WHAT YOU WILL DO
Count the lines in the items below that contain the word "small". Reply with the number only.

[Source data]

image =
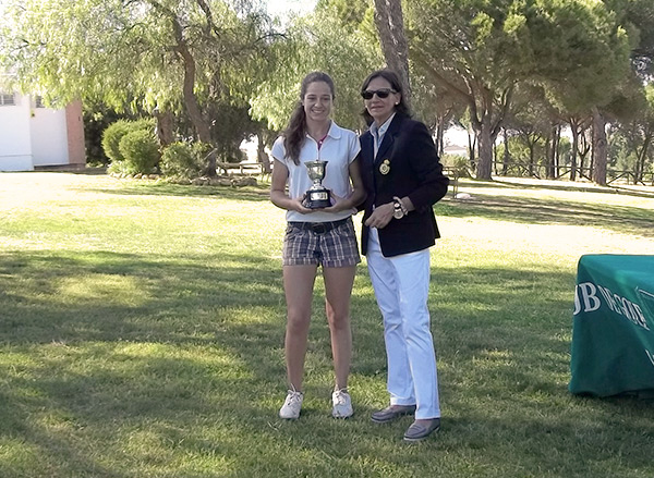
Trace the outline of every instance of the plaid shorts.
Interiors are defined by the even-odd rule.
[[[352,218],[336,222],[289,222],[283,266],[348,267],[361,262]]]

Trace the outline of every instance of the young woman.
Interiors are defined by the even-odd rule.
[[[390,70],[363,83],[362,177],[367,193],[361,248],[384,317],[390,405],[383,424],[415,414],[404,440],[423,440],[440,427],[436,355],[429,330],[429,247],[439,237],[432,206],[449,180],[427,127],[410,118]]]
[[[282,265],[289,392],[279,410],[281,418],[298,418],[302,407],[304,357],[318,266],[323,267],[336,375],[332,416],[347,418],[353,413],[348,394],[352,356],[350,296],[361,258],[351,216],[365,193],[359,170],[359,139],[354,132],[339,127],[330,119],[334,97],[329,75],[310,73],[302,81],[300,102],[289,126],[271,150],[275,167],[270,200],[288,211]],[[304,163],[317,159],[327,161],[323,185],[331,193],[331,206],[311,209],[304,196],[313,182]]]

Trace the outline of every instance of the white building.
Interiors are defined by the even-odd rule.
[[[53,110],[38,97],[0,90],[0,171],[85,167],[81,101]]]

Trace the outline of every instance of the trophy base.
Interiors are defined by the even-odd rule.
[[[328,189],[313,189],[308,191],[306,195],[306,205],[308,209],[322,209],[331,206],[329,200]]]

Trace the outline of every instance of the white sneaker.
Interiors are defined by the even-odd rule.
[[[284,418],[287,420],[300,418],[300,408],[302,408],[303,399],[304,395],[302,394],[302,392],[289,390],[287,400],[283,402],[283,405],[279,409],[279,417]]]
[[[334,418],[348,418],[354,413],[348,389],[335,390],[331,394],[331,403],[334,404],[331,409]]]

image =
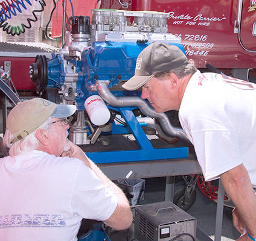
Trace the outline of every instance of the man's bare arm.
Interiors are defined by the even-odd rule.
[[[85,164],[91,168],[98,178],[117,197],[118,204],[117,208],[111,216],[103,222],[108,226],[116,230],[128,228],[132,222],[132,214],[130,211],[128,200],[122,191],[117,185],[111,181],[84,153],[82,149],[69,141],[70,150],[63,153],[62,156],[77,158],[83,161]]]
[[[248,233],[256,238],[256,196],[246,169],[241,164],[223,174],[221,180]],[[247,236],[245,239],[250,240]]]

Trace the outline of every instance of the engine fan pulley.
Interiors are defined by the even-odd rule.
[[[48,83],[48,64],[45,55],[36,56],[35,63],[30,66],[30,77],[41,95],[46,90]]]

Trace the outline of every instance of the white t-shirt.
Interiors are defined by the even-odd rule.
...
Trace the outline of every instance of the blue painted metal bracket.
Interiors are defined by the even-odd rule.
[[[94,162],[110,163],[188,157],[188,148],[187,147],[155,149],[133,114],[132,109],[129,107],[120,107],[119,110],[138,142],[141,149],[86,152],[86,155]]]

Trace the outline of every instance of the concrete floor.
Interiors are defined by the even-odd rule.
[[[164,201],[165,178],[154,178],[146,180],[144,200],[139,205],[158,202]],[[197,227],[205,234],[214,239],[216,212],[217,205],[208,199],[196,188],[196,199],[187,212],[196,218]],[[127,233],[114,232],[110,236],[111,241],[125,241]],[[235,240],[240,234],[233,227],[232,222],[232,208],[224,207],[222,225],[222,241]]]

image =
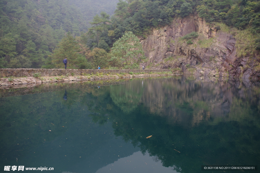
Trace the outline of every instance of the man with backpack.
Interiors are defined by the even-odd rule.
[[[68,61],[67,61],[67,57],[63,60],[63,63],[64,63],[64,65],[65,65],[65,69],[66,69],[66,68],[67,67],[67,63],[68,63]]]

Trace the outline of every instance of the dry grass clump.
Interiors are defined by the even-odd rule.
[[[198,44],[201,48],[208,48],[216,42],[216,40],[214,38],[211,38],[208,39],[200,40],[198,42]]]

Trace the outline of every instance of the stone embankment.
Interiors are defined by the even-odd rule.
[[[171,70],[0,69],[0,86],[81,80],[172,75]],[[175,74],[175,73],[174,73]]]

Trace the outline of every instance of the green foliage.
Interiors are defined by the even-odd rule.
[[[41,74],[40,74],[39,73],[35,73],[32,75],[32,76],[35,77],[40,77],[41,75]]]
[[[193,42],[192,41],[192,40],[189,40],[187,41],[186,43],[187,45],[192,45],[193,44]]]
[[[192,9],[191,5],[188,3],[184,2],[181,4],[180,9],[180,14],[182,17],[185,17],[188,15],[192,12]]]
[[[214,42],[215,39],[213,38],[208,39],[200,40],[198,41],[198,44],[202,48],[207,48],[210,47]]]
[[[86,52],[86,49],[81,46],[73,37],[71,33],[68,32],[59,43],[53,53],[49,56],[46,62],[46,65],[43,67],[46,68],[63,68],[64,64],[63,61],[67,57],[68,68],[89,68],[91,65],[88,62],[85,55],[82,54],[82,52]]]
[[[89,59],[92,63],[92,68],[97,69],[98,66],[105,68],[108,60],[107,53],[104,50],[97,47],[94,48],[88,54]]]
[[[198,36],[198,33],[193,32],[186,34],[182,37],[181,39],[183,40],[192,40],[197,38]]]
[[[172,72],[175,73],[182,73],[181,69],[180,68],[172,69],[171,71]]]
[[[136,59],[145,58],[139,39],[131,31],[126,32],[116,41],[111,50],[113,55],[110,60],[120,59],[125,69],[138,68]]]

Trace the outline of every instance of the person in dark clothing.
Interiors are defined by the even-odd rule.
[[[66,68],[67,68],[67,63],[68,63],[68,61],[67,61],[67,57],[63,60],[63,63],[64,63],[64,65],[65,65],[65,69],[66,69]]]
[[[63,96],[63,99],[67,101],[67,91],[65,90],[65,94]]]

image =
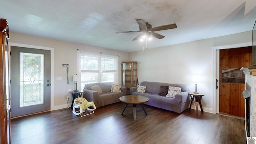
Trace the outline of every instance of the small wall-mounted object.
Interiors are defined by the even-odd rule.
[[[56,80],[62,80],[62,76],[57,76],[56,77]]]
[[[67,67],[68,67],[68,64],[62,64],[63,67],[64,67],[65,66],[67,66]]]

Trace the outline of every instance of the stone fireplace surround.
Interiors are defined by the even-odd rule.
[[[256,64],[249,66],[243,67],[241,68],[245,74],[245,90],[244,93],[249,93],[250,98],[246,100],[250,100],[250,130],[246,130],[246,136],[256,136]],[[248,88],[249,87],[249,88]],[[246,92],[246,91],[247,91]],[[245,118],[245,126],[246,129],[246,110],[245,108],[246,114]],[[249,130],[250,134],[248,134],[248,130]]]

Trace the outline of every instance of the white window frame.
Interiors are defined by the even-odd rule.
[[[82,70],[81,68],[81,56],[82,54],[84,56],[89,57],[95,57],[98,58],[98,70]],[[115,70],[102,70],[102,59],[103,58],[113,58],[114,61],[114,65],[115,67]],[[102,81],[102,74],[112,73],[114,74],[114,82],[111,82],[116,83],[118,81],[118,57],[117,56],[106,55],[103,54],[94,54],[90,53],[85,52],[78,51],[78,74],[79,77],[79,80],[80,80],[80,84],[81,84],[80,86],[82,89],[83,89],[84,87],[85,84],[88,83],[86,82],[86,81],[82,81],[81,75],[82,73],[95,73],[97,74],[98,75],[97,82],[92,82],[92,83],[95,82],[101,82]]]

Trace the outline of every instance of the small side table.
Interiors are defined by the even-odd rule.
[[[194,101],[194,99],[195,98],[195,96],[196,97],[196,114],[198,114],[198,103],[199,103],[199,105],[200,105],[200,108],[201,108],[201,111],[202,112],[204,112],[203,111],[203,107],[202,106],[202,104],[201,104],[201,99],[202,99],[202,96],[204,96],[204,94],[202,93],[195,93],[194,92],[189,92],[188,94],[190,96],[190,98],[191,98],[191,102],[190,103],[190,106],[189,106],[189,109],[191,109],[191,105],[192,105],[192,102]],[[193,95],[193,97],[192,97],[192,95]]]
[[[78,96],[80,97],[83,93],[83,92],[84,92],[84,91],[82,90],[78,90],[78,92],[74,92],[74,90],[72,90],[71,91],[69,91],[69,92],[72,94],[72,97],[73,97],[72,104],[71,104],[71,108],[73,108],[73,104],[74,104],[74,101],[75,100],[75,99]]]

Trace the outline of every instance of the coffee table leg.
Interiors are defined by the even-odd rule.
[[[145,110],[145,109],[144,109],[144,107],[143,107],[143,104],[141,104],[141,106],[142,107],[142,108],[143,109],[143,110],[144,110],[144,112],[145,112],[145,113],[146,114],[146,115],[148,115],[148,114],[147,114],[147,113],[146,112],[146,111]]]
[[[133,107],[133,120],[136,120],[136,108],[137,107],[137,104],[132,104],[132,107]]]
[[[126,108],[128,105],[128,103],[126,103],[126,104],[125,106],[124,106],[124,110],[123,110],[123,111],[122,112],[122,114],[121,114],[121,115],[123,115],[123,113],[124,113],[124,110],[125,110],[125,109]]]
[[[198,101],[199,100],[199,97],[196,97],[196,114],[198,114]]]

REPLY TO THE TASK
2